■ WORK TO COMPLETE: Scale the stretch from the line containing "Drone-based agricultural survey in progress. Pinpoint bell" through the end of the lines by rewriting every line, requests included, with each bounding-box coordinate in the answers multiplied by 2.05 and rounded to a whole number, halves rounded up.

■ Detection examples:

>> START

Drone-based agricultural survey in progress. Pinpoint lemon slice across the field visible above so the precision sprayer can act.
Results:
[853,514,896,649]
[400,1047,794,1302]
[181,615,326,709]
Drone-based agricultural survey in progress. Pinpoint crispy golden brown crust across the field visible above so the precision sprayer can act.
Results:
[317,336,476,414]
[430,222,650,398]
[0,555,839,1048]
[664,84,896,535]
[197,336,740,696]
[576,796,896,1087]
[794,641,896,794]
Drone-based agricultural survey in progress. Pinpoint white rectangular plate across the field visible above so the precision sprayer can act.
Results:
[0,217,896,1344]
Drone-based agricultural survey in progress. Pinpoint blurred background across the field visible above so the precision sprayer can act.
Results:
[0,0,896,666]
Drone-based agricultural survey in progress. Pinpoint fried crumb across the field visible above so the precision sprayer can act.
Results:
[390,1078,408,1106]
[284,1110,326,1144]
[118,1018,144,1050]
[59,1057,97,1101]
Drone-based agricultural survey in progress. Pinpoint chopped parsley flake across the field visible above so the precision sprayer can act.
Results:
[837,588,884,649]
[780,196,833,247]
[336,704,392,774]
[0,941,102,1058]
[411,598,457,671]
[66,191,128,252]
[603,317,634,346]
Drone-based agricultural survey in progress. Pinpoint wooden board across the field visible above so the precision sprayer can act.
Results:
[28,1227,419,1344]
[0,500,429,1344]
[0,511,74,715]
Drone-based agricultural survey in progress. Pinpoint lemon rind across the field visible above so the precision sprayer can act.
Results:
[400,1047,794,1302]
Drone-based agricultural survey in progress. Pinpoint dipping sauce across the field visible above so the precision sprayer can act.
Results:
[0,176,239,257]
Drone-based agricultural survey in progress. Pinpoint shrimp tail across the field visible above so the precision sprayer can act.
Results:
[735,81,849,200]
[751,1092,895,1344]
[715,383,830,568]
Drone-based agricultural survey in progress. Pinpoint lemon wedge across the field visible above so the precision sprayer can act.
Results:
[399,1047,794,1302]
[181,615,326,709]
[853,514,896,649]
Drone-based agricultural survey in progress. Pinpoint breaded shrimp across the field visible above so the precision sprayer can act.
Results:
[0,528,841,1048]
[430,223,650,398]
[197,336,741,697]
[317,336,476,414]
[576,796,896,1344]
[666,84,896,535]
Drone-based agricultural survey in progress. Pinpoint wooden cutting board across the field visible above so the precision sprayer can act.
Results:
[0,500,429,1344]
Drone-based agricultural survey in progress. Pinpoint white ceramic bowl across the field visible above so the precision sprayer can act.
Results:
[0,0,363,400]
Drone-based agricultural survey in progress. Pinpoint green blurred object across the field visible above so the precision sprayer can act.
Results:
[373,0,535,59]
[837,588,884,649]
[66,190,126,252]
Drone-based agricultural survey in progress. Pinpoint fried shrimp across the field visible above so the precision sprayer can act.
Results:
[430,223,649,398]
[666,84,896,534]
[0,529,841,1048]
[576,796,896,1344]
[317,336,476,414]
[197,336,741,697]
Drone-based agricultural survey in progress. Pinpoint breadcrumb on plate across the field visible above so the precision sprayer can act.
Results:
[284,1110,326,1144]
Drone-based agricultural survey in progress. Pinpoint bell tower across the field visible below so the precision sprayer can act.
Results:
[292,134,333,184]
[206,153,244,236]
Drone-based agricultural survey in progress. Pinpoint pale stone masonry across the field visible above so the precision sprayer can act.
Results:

>> END

■ CORRECT RESULT:
Drone-based agricultural survey in progress. Pinpoint bell tower across the field visible below so the precision sprayer can act.
Results:
[599,275,683,377]
[422,314,500,484]
Drone-based agricultural survey in progress. Pinpoint pale stone masonry across the field visible above so the precision sprayer can act.
Results:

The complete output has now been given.